## Your objective:
How many lines in the material below contain the word "give"? Reply with the number only.

(Saved data entries)
## START

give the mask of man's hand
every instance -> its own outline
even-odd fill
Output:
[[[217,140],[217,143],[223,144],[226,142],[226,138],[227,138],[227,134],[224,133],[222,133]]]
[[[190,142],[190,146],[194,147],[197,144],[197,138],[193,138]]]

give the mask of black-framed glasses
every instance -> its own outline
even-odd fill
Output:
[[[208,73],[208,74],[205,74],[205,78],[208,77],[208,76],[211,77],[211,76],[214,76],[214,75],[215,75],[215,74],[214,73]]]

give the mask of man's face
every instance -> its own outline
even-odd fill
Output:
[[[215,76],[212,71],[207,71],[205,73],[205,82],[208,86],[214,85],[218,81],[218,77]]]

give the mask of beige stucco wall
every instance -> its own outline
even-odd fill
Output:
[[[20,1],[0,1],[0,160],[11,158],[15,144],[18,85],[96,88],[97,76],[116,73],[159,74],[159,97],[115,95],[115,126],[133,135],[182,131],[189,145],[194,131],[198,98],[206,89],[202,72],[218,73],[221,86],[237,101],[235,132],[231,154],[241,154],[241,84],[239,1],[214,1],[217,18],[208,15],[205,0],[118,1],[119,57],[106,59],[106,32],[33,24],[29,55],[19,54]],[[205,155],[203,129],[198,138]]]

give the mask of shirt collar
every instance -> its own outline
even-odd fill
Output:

## END

## In response:
5